• _What this task involves_:
Can you copy out every one of the records below word for word, changing nothing?

(Dataset excerpt)
════════════════

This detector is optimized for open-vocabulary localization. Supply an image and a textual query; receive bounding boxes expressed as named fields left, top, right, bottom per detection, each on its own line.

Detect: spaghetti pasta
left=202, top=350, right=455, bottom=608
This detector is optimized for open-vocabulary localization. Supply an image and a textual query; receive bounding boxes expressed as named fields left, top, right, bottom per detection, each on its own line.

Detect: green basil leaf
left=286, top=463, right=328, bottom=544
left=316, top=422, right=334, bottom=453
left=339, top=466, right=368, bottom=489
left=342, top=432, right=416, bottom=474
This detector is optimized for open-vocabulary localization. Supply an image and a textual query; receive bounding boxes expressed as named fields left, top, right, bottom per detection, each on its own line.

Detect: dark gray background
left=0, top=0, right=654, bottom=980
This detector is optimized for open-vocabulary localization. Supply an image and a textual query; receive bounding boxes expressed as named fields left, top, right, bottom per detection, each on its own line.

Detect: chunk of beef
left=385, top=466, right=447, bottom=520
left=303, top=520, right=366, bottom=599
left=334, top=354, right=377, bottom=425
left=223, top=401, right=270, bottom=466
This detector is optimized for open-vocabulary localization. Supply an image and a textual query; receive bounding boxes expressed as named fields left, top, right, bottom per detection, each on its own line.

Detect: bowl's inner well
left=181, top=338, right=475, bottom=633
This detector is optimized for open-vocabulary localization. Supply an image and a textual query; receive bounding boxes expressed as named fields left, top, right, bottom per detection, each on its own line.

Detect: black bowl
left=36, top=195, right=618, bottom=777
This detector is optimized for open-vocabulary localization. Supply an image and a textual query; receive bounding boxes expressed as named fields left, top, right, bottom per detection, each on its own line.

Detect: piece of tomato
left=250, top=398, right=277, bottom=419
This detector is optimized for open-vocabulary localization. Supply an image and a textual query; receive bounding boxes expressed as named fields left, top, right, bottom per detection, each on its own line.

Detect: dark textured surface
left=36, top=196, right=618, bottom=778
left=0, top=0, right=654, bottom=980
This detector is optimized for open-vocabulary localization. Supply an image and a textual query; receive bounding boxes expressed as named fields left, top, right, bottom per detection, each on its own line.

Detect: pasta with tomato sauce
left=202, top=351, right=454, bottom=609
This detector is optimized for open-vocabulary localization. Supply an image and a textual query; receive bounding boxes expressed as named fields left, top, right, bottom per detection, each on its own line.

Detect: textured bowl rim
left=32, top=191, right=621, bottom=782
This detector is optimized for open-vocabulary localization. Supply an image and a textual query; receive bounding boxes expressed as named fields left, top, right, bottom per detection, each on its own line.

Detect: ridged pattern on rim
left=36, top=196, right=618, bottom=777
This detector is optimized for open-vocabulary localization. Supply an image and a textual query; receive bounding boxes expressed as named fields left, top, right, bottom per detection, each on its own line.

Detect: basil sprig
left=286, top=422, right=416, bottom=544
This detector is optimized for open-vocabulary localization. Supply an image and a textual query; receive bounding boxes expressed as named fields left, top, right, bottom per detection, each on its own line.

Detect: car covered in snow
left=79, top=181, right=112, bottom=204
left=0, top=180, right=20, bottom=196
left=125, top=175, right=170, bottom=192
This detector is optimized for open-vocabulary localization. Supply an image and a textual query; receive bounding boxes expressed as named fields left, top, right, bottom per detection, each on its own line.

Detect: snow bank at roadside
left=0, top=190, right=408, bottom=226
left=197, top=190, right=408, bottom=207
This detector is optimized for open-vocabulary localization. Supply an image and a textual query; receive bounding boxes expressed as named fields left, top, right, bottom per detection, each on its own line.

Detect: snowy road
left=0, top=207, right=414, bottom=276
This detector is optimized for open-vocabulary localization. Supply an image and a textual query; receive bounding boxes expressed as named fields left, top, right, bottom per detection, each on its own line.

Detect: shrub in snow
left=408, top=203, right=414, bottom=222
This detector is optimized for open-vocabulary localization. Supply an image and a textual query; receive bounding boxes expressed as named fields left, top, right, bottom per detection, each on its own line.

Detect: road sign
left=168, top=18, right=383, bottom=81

════════════════

• _Full answer_:
This detector is optimized for open-vocabulary localization. Supply an image and a textual query; receive bounding boxes expressed as named fields left, top, right, bottom per detection, each on its own line.

Detect: spaghetti pasta
left=202, top=350, right=455, bottom=608
This detector is optimized for open-vocabulary localization. Supply an image and a textual query; receive bounding boxes expressed as named fields left, top, right, bottom per detection, each on its own line.

Detect: green basil leaf
left=286, top=463, right=328, bottom=544
left=316, top=422, right=334, bottom=453
left=339, top=466, right=368, bottom=489
left=342, top=432, right=416, bottom=474
This detector is optimized for open-vocabulary localization. Supply an image and a textual query; receive bounding boxes expressed as named fields left, top, right, bottom per detection, each on its own line.

Detect: dark gray background
left=0, top=0, right=654, bottom=980
This detector is optimized for open-vocabulary localization. Supply an image and a textual query; receive bounding boxes expressed as named fields left, top, right, bottom per detection, each on its own line.

Detect: chunk of beef
left=385, top=466, right=447, bottom=520
left=303, top=520, right=366, bottom=599
left=334, top=354, right=377, bottom=425
left=223, top=401, right=270, bottom=466
This detector is optimized for open-vocabulary localization. Supply an image and a textual query; receive bounding boxes expressed as named fields left, top, right, bottom per detection, each on its own line.

Detect: bowl's inner well
left=181, top=338, right=475, bottom=633
This detector is optimized for open-vocabulary localization. Supply an image and a textual query; receive bounding boxes expressed as named fields left, top, right, bottom per detection, each on its own line.

Detect: black bowl
left=36, top=195, right=618, bottom=777
This detector is optimized for open-vocabulary localization. Supply an image and a textual query; receive bounding boxes expressed as named fields left, top, right, bottom per detection, each on its own line.

Detect: piece of tomato
left=250, top=398, right=277, bottom=419
This detector is optimized for open-vocabulary localization. Supply an image and a textual query; receive bounding boxes expressed as named fields left, top, right, bottom per detection, each on its own line.

Detect: dark textured surface
left=36, top=196, right=618, bottom=778
left=0, top=0, right=654, bottom=980
This detector is optimized for open-vocabulary localization. Supply an image and a textual query; receive bounding boxes expressed as named fields left, top, right, bottom per detection, each on its own line.

Detect: pasta with tomato sauce
left=202, top=351, right=454, bottom=609
This detector is optimized for open-vocabulary localization. Supply an image and a textual query; receive bounding boxes expressed as named fields left, top, right, bottom per detection, each on its own line.

Detect: textured bowl rim
left=32, top=191, right=621, bottom=782
This detector is optimized for open-vocabulary localization. Supply an image and a textual query; receive bounding boxes expressed as named fields left, top, right, bottom per detection, each on its own line.

Detect: ridged pattern on rim
left=36, top=196, right=618, bottom=777
This detector is optimized for open-vocabulary localization. Supply an image and a textual query; receive bounding boxes expressed as named fields left, top, right, bottom per detection, each on its own line.

Detect: basil sprig
left=286, top=422, right=416, bottom=544
This detector is optimized for open-vocabulary localization. Supply an image and a textual query; receive bounding boxes expressed as named fields left, top, right, bottom per detection, each on its own line.

Detect: car covered in snow
left=79, top=181, right=112, bottom=204
left=0, top=180, right=20, bottom=196
left=125, top=175, right=170, bottom=192
This detector is optimized for open-vocabulary localization. Supply an image and a textual query; receive bounding boxes expressed as named fields left, top, right, bottom per detection, each on its own line.

Detect: snow bank at roadside
left=0, top=190, right=408, bottom=226
left=197, top=190, right=408, bottom=207
This detector is optimized for open-vocabulary localization. Supply an image and a textual query; receive bounding boxes expressed as named fields left, top, right, bottom per detection, each on its own line.

Detect: snowy road
left=0, top=207, right=414, bottom=276
This detector is optimized for open-vocabulary localization. Supply an image and a textual query; receive bounding boxes expressed as named fields left, top, right, bottom per detection, each on its own line.

Detect: shrub in snow
left=408, top=203, right=414, bottom=222
This detector is optimized for open-vocabulary localization. Supply an image and a textual query; receive bounding boxes expressed as named fields left, top, right, bottom per detection, each on its own line.

Detect: road sign
left=168, top=18, right=383, bottom=81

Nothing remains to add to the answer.